#### Listed entries

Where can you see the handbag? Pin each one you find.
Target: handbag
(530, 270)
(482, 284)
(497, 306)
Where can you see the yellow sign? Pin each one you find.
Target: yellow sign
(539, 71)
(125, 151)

########
#### Listed entries

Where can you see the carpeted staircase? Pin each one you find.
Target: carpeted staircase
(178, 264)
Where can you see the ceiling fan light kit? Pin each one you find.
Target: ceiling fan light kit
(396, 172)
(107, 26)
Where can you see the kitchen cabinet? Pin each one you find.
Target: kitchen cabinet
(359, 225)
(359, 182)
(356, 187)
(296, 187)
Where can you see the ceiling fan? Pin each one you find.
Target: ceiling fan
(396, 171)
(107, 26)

########

Goal of the exercise
Pick out every line in the records above that contains the word "kitchen", and copy each one.

Answer to the exercise
Where can you see the kitchen cabinet? Pin each one you find.
Target: kitchen cabinet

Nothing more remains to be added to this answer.